Selection
• • •

In the past year, an energy dispute for the ages has played out in Canada, culminating in the federal government announcing it will buy an aging oil pipeline for $4.5 billion and then twin it with a new high-capacity pipeline that would move massive amounts of diluted bitumen from Alberta to tidewater in British Columbia.
Prime Minister Justin Trudeau’s vow that “we’re going to get that pipeline built” has been music to the ears of Alberta Premier Rachel Notley, but has struck a discordant note with B.C. Premier John Horgan, who continues to oppose the project on the grounds that a tanker spill would cause irreparable harm to Canada’s west coast and to B.C.’s coastal economy.
But as federal and provincial leaders continue to squabble over the proposed westward movement of Alberta’s “land-locked” bitumen via the Trans Mountain pipeline route, there’s a giant elephant in the room that nobody’s talking about.
What about the exploding trade in fossil fuels moving east from British Columbia into Alberta and points beyond?
There is a deep irony at play in the high drama we are witnessing: heavy oil production in Canada’s petro province of Alberta is powered, in part, by a glut of cheap natural gas in North America, which gas producers in B.C. have helped to create.
B.C. is also helping to prop up Alberta’s oil industry by shipping it lots of extremely valuable “gas liquids” — by-products of natural gas which are essential to dilute heavy oil or bitumen so that it can move more readily through pipelines.
But you wouldn’t know that by looking at most media accounts.
Much of that out-of-sight, out-of-mind energy flow is also, paradoxically, heavily subsidized by the B.C. government. Once again, it barely rates a mention in the mainstream press.
In the last 10 years, B.C. has effectively become a preferred supplier to its neighbour, the oilsands powerhouse just to the east: a reality with grim implications for the environment and economy in Canada’s two westernmost provinces, to say nothing of our global climate.
So, to stimulate discussion about where we are heading with the west-to-east energy trade that is actually happening (as opposed to the dramatically expanded east-to-west trade that might one day happen), consider the following.
Alberta’s oilsands industry is the top consumer of natural gas in Canada, accounting for one quarter of all the natural gas used in the country. Much of that gas is combusted to generate steam that is pumped below ground, to “liberate” the thick oil. As oilsands operations expand, more natural gas must be consumed. It is to the industry’s benefit to see lots and lots of natural gas produced from whatever quarter, and of even greater benefit to the industry if increased gas production results in a glut of marketable gas, which keeps prices low.

• • •

Extend the article on British Columbia's energy exports to Alberta, picking up right after its final sentence about natural gas prices.

Dataset excerpt:

• • •

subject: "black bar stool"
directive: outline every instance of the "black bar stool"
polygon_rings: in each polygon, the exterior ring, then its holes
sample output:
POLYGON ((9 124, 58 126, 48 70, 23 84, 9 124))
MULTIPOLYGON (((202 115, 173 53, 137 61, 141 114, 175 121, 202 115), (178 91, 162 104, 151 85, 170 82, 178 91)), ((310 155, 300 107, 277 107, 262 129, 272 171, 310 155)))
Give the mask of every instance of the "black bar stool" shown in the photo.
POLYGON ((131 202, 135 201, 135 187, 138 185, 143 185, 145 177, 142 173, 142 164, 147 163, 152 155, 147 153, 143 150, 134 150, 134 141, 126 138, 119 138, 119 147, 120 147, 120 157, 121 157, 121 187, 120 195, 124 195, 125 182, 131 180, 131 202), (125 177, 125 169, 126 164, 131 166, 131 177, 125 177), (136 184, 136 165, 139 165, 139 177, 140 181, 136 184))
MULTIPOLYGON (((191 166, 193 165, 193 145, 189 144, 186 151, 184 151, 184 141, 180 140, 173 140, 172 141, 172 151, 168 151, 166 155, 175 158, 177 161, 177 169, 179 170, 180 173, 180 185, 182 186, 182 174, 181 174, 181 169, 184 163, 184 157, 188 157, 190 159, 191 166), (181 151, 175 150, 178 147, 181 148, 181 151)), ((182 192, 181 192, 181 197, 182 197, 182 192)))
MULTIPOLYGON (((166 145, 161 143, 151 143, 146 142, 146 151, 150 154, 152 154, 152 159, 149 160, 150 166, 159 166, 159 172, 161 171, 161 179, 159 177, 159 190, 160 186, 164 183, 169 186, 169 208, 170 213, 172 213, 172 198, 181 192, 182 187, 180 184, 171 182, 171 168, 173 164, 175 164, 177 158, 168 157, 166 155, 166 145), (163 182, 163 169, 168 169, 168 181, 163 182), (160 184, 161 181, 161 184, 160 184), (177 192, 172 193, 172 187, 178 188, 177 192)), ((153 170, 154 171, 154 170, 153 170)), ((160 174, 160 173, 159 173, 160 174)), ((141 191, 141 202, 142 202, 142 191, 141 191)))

• • •

Task output
In the ten years ending in 2017, Alberta-bound shipments of natural gas from northeast B.C. increased by more than 230 per cent. In fact, virtually all of the sizeable increase in B.C.’s overall gas production went to its neighbour to the east. Some of that gas was used in Alberta; the majority then moved farther east to markets in central Canada and the United States.
Contrary to B.C. Energy Minister Michelle Mungall’s frankly embarrassing assertions that continued natural gas drilling and fracking is necessary so that British Columbians can bask in the warmth of their gas fireplaces, and so those lucky enough to afford it can cook salmon on their gas barbecues, the overwhelming majority of natural gas drilled and fracked from the ground in northeast B.C. goes to others. It is not used in this province.
If the pilot lights ever wink out in the fireplaces in British Columbians’ homes, it won’t be because of B.C.’s own natural gas consumption, but rather the province’s subsidized gas production (the biggest subsidy of which is the extremely generous breaks on gas royalty payments that the B.C. government grants natural gas producers).
Those subsidies are a powerful inducement to the industry, particularly in the Montney Basin, the southernmost of the two big natural plays in the province, where there’s plenty of natural gas. But there is also plenty of something else, which is the only thing that is really driving industry profits these days.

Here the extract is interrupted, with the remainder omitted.